What the task asks
Give back all of the data exactly as written.

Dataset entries
━━━

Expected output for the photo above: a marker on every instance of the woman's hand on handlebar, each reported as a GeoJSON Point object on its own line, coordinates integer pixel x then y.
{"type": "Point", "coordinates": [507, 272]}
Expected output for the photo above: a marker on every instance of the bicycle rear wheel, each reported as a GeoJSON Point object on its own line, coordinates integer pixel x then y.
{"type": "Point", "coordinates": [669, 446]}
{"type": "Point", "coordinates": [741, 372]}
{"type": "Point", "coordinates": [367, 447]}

━━━

Solution for this problem
Expected output for the photo above: a marker on every instance of the woman's hand on handlebar, each reported as a GeoJSON Point object on its own line, coordinates integer pixel x then y.
{"type": "Point", "coordinates": [507, 272]}
Expected output for the photo above: a marker on every instance of the bicycle rear wheel, each reported as a GeoJSON Point object on its own line, coordinates integer pixel x then y.
{"type": "Point", "coordinates": [669, 446]}
{"type": "Point", "coordinates": [741, 372]}
{"type": "Point", "coordinates": [367, 447]}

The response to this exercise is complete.